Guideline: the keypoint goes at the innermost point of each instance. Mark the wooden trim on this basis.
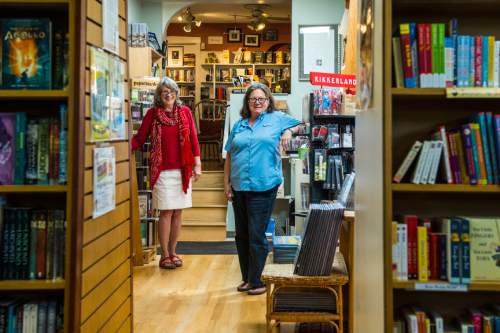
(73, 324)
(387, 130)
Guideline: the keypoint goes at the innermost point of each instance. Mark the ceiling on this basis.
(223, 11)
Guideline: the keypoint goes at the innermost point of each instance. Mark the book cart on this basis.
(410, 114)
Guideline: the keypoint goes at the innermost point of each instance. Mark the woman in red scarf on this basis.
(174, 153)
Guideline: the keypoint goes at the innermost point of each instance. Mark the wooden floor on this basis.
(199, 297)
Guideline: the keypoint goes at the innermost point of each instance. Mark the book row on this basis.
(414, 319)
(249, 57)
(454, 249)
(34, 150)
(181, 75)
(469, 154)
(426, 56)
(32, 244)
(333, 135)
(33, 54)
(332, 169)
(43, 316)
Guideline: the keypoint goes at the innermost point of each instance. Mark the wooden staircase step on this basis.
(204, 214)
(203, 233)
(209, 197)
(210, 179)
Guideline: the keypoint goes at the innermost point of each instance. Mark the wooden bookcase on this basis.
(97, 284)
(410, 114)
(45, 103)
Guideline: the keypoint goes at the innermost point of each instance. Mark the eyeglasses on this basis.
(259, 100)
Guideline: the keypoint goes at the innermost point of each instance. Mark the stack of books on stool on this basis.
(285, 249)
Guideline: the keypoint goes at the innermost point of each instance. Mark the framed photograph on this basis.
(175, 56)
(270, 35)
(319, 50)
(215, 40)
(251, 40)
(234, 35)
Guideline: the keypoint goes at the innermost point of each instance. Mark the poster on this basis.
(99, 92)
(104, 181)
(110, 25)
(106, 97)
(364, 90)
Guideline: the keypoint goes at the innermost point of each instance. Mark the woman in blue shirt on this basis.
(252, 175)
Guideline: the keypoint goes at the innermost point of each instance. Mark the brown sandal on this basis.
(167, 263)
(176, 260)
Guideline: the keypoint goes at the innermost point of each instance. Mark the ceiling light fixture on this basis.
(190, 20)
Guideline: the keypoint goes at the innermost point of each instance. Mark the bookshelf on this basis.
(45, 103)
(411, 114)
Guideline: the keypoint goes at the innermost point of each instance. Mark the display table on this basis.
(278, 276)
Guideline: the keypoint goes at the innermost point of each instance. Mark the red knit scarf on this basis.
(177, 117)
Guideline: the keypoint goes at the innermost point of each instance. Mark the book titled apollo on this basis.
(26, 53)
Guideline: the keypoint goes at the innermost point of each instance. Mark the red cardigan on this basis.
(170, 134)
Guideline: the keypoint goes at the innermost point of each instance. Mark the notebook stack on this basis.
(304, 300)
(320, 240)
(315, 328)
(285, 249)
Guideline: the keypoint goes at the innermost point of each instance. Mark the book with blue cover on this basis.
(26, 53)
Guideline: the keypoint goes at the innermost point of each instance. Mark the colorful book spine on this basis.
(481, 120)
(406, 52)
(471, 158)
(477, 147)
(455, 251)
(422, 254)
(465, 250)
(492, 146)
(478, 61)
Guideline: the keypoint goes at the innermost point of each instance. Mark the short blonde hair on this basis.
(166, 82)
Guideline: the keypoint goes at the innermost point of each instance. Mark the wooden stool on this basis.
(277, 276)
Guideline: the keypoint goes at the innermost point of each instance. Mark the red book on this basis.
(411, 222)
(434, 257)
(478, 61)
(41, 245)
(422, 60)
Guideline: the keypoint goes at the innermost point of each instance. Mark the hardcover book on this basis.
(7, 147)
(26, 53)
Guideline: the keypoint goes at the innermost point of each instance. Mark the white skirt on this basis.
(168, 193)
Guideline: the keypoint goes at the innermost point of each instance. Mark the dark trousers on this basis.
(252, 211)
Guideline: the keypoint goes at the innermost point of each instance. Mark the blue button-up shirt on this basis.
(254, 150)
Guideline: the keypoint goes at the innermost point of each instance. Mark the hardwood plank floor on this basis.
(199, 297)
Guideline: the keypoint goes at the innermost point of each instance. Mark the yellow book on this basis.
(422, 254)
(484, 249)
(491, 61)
...
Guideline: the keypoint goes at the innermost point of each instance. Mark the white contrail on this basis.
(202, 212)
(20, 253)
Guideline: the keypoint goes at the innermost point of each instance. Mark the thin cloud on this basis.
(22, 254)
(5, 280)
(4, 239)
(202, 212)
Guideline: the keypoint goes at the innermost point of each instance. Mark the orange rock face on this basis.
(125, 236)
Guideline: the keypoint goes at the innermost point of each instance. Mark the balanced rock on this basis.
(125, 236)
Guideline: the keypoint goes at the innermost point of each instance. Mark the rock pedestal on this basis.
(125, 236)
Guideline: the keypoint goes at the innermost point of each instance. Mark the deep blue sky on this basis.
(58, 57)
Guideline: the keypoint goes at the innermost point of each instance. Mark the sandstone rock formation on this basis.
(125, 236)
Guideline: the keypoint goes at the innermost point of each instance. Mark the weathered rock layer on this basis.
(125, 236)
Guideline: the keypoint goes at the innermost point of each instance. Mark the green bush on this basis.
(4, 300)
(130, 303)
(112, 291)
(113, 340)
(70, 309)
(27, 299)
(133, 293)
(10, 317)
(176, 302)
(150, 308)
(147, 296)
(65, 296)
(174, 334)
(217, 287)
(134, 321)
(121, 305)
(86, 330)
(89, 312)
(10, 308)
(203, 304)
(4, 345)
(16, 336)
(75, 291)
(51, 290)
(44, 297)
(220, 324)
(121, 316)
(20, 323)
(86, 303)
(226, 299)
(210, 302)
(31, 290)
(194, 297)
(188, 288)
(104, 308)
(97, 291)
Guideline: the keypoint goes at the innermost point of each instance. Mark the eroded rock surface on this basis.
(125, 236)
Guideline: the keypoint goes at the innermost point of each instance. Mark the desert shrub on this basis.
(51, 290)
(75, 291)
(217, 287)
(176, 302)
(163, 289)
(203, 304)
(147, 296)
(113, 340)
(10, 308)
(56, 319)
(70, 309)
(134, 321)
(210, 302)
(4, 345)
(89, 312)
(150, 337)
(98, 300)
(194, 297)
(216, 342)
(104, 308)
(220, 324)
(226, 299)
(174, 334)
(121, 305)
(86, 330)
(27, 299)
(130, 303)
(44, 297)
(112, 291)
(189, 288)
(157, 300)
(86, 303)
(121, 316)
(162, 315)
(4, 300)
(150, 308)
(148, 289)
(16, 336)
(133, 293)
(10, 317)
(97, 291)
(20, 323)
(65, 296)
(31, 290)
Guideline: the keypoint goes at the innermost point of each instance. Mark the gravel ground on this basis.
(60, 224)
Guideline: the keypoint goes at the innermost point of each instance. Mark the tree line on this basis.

• **TASK DETAILS**: Reproduce exactly the lines of the records above from the one with "surface on this basis." to the one with "line on this basis.", both included, and leave out everything else.

• **YOUR RESPONSE**:
Guideline: the keypoint goes at the innermost point of each instance. Mark the eroded rock surface on this basis.
(125, 236)
Guideline: the keypoint goes at the innermost point of each instance. Mark the desert shrub on this basis.
(51, 290)
(75, 291)
(217, 287)
(176, 302)
(163, 289)
(203, 304)
(147, 296)
(113, 340)
(10, 308)
(56, 319)
(70, 309)
(134, 321)
(210, 302)
(4, 345)
(89, 312)
(150, 337)
(98, 300)
(194, 297)
(216, 342)
(104, 308)
(220, 324)
(226, 299)
(174, 334)
(121, 305)
(86, 330)
(27, 299)
(130, 303)
(44, 297)
(112, 291)
(189, 288)
(157, 300)
(86, 303)
(121, 316)
(162, 315)
(4, 300)
(150, 308)
(148, 289)
(16, 336)
(133, 293)
(10, 317)
(97, 291)
(20, 323)
(65, 296)
(31, 290)
Guideline: the keypoint goes at the innermost point of each instance. Mark the gravel ground on this basis.
(60, 224)
Guideline: the keypoint goes at the innermost point of each instance. Mark the tree line on this basis.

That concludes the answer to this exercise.